:: TEXTO PROPORCIONADO ::
::::::::::
La continua pérdida de poder adquisitivo, primero por la gran crisis del 2008 y ahora por la subida energética y la inflación, hace cada vez más necesaria la ayuda social para la subsistencia de muchas familias y jubilados cuyas mínimas pensiones no cubren sus necesidades básicas. Pero esa ayuda no es el maná del desierto bíblico; está sometida al suministro de las fuentes que la alimentan, y éstas tienden a secarse en cuanto los parámetros económicos vienen mal dados. Un reciente reportaje de Araceli R. Arjona en Diario CÓRDOBA alertaba de que en este 2023 se está produciendo «la tormenta perfecta», como si todos los elementos se hubieran aliado para provocarla. Se ha juntado el hambre con las ganas de comer: los elevados precios, la llegada de menos alimentos de Europa y del campo --efecto colateral de la guerra de Ucrania-- y la entrega con cuentagotas del auxilio público. Subvenciones que no han llegado aún o no lo han hecho a tono con el IPC, que sube y sube sin que los organismos reguladores hallen la fórmula para frenar la escalada. Y todo ello si el panorama no se complica más, toquemos madera. Porque esa tormenta podría convertirse en huracán ante un nuevo desastre bancario a nivel global al estilo del de hace tres lustros, del que todavía no nos habíamos acabado de reponer, si la quiebra del Silicon Valley Bank azota con su remolino las finanzas mundiales.
Ojalá haya servido de algo la terrible experiencia de entonces y se arbitren prontas medidas para que la cosa quede en un susto americano sin mayores consecuencias. Porque sobrecoge recordar, aunque algunos lo hayan olvidado, lo que supuso en este país el derroche de dinero público para insuflar aliento a una banca que ahora no cesa de exhibir sus ganancias anuales. Y eso a la vez que sube las hipotecas al amparo del alza de tipos de interés sin soltar a cambio un céntimo más a los clientes que guardan en ella sus ahorros, considerablemente mermados tras crisis de todos los colores, incluida la pandemia que hace justo tres años marcó un antes y un después en el planeta. El Banco Central Europeo, en su lucha contra la espiral inflacionista, ha anunciado que esta escalada está lejos de acabar. Es decir, que habrá un mayor encarecimiento de los préstamos en los próximos trimestres, por lo que el mismísimo Banco de España anima a las entidades, o lo hacía antes del susto de Silicon Valley, a que sean justas e incrementen la remuneración de los depósitos. Pero de momento el tirón de orejas no ha servido de nada. En el sector financiero se conoce como «diferencial de clientes» el margen que existe entre el tipo medio que te cobran por prestarte dinero y el tipo medio con que remuneran tus depósitos. Y esta diferencia entre lo que dan y lo que recogen no para de aumentar a favor de la banca, que por supuesto nunca pierde.
::::::::::
:: LISTADO PROPORCIONADO ::
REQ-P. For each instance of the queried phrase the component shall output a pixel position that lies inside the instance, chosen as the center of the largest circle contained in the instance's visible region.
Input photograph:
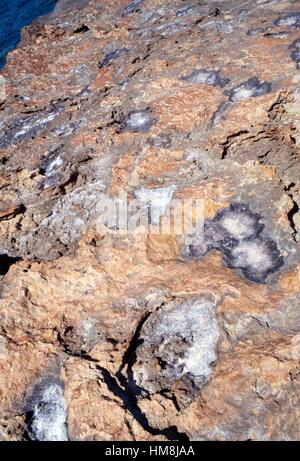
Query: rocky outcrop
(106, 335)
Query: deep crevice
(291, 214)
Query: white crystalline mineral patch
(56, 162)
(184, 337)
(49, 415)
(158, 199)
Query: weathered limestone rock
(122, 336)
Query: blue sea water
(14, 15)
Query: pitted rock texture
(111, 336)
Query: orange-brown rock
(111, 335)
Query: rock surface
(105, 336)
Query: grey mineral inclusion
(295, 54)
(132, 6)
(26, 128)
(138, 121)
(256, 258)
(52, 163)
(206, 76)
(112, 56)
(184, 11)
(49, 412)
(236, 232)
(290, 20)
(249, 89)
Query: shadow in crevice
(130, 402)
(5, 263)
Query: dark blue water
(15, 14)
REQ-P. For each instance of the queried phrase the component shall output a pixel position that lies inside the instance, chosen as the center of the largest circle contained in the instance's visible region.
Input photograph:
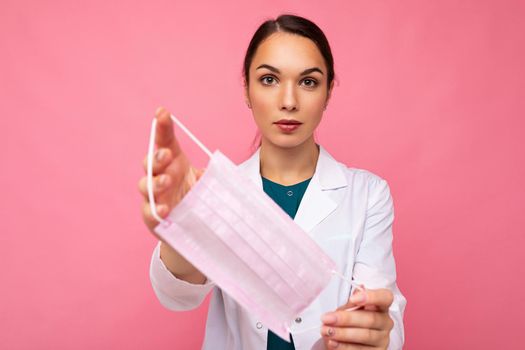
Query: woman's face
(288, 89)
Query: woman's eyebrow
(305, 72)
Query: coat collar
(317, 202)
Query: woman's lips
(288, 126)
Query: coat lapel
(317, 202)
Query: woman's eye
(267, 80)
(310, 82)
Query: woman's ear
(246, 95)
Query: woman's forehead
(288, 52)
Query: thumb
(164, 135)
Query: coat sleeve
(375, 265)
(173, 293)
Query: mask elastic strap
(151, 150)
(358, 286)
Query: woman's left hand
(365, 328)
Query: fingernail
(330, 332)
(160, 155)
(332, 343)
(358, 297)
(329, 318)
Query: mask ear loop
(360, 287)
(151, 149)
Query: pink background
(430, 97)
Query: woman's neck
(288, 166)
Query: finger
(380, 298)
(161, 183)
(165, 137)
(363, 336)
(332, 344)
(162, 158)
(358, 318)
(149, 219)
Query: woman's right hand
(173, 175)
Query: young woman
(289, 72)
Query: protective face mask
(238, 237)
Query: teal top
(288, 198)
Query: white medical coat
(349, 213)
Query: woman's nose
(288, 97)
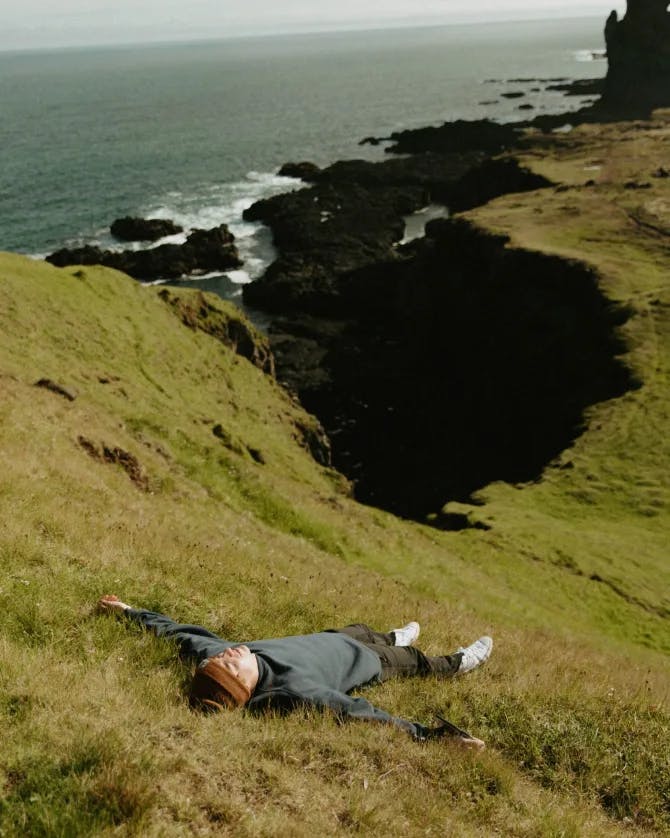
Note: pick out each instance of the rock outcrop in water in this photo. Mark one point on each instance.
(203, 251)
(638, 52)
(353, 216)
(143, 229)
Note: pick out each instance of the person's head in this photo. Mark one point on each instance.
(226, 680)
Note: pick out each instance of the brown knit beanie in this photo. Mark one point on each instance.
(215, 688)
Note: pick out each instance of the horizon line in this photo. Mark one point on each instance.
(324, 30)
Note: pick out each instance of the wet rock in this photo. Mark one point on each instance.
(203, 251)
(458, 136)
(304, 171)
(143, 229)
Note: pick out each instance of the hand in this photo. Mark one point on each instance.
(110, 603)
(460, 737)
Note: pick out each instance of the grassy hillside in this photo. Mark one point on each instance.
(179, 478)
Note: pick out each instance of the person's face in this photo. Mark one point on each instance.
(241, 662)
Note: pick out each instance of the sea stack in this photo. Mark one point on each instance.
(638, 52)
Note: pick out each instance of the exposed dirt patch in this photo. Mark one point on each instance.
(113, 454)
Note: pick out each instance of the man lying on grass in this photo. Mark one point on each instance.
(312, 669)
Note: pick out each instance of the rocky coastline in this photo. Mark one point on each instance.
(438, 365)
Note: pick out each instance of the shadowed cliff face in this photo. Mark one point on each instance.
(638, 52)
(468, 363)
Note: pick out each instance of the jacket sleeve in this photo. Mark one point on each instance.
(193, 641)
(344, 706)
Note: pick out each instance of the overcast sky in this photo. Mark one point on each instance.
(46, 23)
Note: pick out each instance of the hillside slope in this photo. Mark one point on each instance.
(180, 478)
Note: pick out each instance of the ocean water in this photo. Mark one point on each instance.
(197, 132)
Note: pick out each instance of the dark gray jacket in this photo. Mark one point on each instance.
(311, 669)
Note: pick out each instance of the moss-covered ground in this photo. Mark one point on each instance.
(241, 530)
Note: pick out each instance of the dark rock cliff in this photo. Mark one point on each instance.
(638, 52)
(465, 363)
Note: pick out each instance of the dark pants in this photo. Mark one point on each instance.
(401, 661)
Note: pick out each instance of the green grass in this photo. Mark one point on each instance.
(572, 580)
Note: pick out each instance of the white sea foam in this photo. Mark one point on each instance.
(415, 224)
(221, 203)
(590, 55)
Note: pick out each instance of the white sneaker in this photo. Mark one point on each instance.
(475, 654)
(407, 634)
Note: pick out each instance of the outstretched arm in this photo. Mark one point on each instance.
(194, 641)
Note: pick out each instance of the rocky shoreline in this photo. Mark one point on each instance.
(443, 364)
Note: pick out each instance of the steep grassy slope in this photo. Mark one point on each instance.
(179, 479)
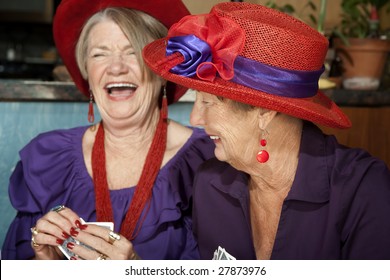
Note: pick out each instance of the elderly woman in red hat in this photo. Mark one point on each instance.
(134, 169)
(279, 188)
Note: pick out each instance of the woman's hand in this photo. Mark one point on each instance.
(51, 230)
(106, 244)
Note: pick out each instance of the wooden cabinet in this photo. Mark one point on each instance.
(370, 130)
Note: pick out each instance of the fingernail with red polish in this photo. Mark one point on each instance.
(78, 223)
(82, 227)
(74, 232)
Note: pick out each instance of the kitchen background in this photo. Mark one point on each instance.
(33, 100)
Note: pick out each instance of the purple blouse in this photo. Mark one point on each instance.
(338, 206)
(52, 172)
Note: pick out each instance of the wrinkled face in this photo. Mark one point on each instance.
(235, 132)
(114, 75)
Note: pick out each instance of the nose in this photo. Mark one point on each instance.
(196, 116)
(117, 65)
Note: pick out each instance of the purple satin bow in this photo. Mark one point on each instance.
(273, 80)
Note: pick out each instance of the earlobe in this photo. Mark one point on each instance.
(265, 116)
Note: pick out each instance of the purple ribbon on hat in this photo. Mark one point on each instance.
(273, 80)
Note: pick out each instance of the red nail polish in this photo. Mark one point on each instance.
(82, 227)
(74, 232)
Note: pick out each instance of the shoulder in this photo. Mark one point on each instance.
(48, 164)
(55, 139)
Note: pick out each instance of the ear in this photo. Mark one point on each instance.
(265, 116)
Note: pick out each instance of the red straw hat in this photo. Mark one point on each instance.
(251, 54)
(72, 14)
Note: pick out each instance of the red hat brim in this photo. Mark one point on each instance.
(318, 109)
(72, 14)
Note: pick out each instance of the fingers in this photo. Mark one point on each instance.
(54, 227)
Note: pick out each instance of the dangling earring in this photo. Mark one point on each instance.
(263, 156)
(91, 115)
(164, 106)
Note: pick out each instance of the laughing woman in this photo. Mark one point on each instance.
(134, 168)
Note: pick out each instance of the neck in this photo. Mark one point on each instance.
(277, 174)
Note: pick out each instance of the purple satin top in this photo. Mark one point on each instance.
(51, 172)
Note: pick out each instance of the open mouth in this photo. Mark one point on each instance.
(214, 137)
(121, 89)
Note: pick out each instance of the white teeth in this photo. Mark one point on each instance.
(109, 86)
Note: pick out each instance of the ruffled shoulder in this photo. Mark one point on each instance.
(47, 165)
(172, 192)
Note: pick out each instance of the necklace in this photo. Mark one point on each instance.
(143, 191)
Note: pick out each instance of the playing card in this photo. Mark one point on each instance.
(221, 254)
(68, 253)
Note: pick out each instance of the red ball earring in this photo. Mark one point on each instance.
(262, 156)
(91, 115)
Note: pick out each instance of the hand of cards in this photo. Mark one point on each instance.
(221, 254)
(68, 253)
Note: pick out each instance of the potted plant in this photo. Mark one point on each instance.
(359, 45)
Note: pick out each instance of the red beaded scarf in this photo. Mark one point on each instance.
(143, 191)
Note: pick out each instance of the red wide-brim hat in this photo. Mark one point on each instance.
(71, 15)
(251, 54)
::::::::::
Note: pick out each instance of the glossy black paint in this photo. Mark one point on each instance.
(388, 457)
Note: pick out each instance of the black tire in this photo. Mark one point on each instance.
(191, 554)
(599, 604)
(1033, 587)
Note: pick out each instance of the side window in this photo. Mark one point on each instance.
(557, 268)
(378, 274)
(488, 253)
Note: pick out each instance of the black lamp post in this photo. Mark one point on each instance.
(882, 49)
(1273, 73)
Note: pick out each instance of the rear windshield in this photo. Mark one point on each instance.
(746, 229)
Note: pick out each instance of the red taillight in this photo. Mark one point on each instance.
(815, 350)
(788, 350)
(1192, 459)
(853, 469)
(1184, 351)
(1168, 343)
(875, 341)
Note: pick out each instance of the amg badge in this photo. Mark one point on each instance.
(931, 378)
::::::::::
:: OBJETIVO DE LA TAREA ::
Enumera los factores que, según el texto sobre la pérdida de poder adquisitivo, se han juntado en 2023 para formar «la tormenta perfecta». El listado no guarda relación con el texto.

:: SOLUCIÓN ::
- Los elevados precios
- La llegada de menos alimentos de Europa y del campo
- La entrega con cuentagotas del auxilio público